> PROBLEM TO WORK ON: Substitute "brick arch" for "stone arch" in the lines from the first one through the one holding "[26,33,232,138]", inclusive, and change nothing else. Leave the pictures out.

____________________

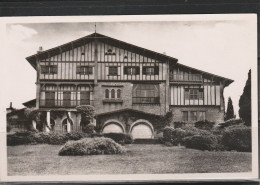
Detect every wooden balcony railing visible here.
[133,97,160,104]
[170,73,203,82]
[40,99,94,108]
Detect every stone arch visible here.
[129,119,154,138]
[101,119,125,133]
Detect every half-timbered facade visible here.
[26,33,232,138]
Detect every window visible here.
[117,89,121,98]
[133,84,160,104]
[45,91,55,107]
[111,89,116,98]
[185,88,203,100]
[190,111,197,121]
[198,111,206,121]
[105,89,109,98]
[124,66,140,75]
[41,65,58,74]
[143,66,159,75]
[182,111,188,121]
[108,67,118,76]
[76,66,93,75]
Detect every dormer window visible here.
[41,65,58,74]
[76,66,93,75]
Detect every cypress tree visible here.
[238,69,251,126]
[225,97,235,120]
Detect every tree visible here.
[225,97,236,120]
[238,69,251,126]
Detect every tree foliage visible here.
[225,97,236,120]
[238,69,251,126]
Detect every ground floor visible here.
[33,106,224,139]
[7,144,252,176]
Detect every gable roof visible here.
[26,33,178,69]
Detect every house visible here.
[26,33,233,138]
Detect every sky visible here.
[1,16,256,115]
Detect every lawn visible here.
[7,144,251,175]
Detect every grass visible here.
[7,144,251,175]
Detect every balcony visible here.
[40,99,94,108]
[170,73,203,83]
[133,97,160,104]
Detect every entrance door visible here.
[131,123,153,139]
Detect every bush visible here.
[59,137,125,156]
[103,133,133,144]
[84,124,96,134]
[7,132,89,146]
[222,125,252,152]
[195,120,215,130]
[173,122,187,128]
[184,134,218,151]
[163,126,210,145]
[218,119,243,129]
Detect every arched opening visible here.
[102,120,125,133]
[130,120,154,139]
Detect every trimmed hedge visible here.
[184,134,218,151]
[163,126,210,145]
[91,133,133,145]
[218,119,243,129]
[173,122,187,128]
[222,125,252,152]
[59,137,125,156]
[195,120,215,130]
[7,132,89,146]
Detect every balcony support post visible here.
[67,111,71,133]
[45,111,51,132]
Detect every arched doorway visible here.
[130,120,154,139]
[102,120,125,133]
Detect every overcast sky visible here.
[1,16,255,115]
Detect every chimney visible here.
[37,46,43,53]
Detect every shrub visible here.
[222,125,252,152]
[184,134,218,151]
[163,126,210,145]
[59,137,125,156]
[218,119,243,129]
[195,120,215,130]
[84,124,96,134]
[103,133,133,144]
[7,132,89,146]
[173,122,187,128]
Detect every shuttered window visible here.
[124,66,140,75]
[41,65,58,74]
[76,66,93,75]
[133,84,160,104]
[143,66,159,75]
[108,67,118,76]
[184,88,204,100]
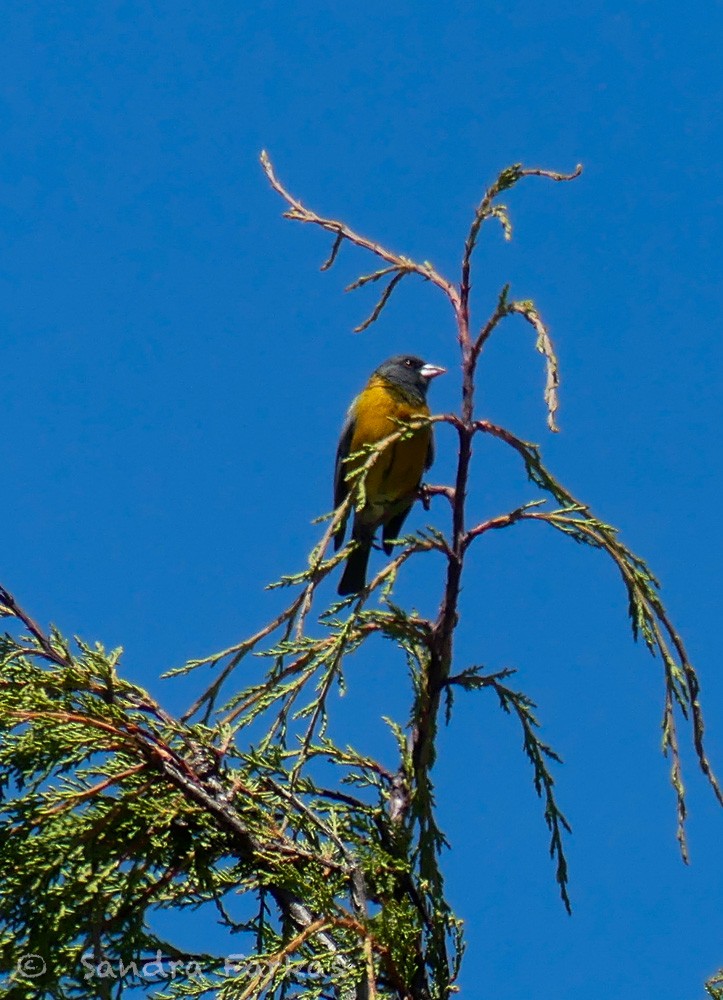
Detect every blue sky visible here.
[0,0,723,1000]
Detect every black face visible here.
[375,354,444,399]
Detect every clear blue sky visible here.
[0,0,723,1000]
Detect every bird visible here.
[334,354,446,597]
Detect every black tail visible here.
[337,538,372,597]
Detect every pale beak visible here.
[419,365,447,379]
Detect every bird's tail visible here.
[337,532,372,597]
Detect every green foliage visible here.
[0,157,721,1000]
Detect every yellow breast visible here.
[350,380,431,507]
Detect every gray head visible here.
[374,354,447,402]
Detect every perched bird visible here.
[334,354,446,596]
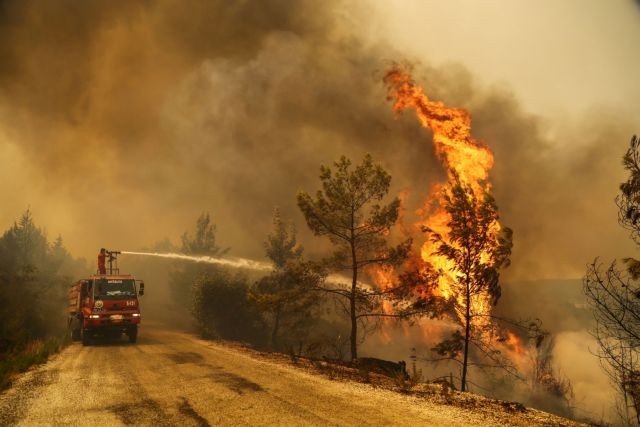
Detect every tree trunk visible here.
[349,266,358,360]
[349,240,358,360]
[271,304,281,350]
[460,279,471,391]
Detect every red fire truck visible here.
[67,251,144,345]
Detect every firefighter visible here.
[98,248,107,274]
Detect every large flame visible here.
[378,66,500,324]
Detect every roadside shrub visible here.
[192,270,266,347]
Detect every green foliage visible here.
[249,259,324,349]
[192,269,266,345]
[0,210,86,354]
[423,171,513,391]
[298,155,411,359]
[264,208,303,269]
[249,209,324,349]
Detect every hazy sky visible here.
[371,0,640,118]
[0,0,640,278]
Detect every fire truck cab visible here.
[67,274,144,345]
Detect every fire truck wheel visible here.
[127,326,138,343]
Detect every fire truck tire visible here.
[80,328,91,346]
[127,326,138,343]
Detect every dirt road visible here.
[0,325,552,426]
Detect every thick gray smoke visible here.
[0,0,632,278]
[0,0,637,422]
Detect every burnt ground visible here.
[0,324,592,426]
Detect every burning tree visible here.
[384,65,519,390]
[423,172,512,391]
[298,155,411,359]
[583,135,640,423]
[249,209,324,349]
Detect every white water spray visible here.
[120,251,356,288]
[121,251,273,271]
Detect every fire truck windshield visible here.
[93,279,136,299]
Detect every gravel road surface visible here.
[0,324,536,426]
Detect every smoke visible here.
[0,0,638,422]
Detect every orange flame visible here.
[384,66,500,324]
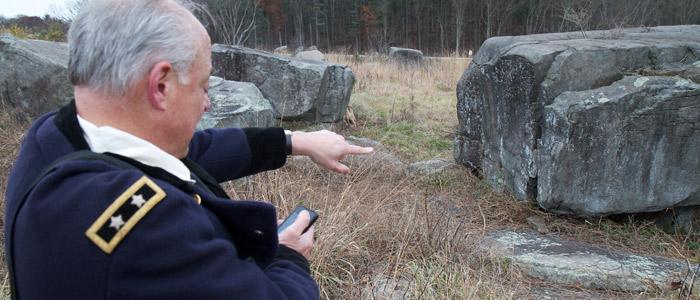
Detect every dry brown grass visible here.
[0,55,700,299]
[0,102,29,299]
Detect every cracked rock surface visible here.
[212,44,355,122]
[0,35,73,118]
[454,25,700,215]
[197,76,274,130]
[482,231,698,293]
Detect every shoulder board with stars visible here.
[85,176,165,254]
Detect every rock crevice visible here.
[454,26,700,215]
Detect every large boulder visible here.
[0,35,73,118]
[537,76,700,215]
[197,76,274,129]
[389,47,423,64]
[294,50,326,61]
[480,231,700,295]
[455,26,700,215]
[212,44,355,122]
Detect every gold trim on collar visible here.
[85,176,166,254]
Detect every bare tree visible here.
[289,0,304,48]
[204,0,258,45]
[49,0,90,23]
[451,0,469,55]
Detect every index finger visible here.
[287,210,311,235]
[345,145,374,154]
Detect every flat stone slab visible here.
[482,231,700,294]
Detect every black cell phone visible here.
[277,205,318,234]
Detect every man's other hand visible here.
[292,130,374,174]
[279,210,314,260]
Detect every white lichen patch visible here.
[634,77,649,87]
[676,79,691,87]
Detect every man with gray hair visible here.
[5,0,372,299]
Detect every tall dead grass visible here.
[0,101,29,299]
[228,157,524,299]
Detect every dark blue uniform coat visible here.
[5,104,319,299]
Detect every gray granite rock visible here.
[454,26,700,214]
[406,158,452,175]
[0,35,73,118]
[294,50,326,61]
[362,274,411,300]
[537,76,700,215]
[389,47,423,64]
[212,44,355,122]
[482,231,700,293]
[197,76,274,130]
[656,206,700,237]
[527,216,549,234]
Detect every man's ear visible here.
[148,61,176,110]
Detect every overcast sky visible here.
[0,0,68,18]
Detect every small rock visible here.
[362,275,411,300]
[197,76,274,130]
[272,45,289,55]
[389,47,423,64]
[527,216,549,234]
[482,231,700,292]
[406,158,452,175]
[656,206,700,236]
[294,50,326,61]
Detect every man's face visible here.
[169,38,211,158]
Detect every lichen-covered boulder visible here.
[294,50,326,61]
[212,44,355,122]
[197,76,274,129]
[0,35,73,118]
[537,76,700,215]
[454,25,700,215]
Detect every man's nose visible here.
[204,96,211,112]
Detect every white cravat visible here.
[78,116,194,182]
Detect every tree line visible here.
[200,0,700,55]
[0,0,700,55]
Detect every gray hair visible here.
[68,0,199,96]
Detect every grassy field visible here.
[0,55,700,299]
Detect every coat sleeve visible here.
[108,172,319,299]
[13,162,319,299]
[187,127,287,182]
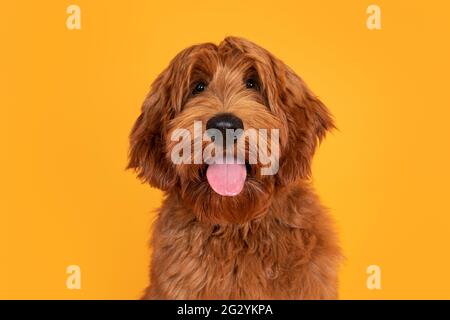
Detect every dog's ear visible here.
[128,43,216,190]
[128,81,176,190]
[265,56,335,185]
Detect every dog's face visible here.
[129,37,333,223]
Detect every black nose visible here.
[206,113,244,139]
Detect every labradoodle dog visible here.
[128,37,341,299]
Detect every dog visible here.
[128,37,341,299]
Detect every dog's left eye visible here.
[245,78,258,89]
[192,81,206,94]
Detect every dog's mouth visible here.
[201,162,253,197]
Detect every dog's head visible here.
[129,37,334,223]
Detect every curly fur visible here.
[129,37,341,299]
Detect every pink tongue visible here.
[206,164,247,197]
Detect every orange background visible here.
[0,0,450,299]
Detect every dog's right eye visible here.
[192,81,206,94]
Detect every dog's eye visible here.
[192,81,206,94]
[245,78,258,89]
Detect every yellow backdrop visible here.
[0,0,450,299]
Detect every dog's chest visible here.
[156,218,308,299]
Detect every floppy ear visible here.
[270,61,335,185]
[128,82,176,190]
[128,43,216,190]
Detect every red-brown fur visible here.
[129,37,341,299]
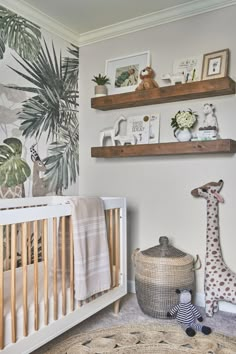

____________________

> REPLY:
Detect every wooden balcony railing visible here.
[133,97,160,104]
[170,73,203,82]
[40,99,94,108]
Detect every brick arch visible here.
[129,119,154,138]
[101,119,125,133]
Detect every half-timbered facade visible here.
[26,33,232,138]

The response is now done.